◆ Records to use:
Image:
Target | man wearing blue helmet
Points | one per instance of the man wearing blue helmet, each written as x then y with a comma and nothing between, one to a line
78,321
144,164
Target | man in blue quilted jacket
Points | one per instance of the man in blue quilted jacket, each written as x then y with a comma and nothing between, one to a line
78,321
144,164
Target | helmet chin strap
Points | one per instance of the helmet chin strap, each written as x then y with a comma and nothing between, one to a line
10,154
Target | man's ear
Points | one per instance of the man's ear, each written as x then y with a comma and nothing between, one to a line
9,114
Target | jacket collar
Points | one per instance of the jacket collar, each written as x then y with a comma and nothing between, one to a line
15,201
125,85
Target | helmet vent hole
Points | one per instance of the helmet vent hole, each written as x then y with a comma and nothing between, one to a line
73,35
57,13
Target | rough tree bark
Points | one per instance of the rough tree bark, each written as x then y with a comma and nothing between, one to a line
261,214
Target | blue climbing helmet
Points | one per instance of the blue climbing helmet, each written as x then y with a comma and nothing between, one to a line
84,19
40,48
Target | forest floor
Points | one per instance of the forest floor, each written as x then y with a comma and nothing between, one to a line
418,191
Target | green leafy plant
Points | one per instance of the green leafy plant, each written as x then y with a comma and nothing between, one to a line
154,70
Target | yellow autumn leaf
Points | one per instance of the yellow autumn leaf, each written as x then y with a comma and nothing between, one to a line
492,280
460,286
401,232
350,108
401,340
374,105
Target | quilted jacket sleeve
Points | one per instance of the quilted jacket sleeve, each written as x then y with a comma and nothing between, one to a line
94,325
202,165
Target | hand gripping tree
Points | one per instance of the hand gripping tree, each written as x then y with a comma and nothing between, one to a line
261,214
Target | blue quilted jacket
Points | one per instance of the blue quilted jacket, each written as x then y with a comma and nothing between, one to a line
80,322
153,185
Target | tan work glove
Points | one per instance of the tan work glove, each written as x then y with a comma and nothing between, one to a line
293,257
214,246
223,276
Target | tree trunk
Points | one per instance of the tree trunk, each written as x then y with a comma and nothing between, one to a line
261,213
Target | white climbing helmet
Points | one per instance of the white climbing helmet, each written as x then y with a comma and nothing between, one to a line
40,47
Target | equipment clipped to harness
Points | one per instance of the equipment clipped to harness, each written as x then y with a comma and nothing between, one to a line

◆ Instructions to follow: Report the number of lines in the entries above that include the word "harness" and add nothing to it.

◆ Written answer: 2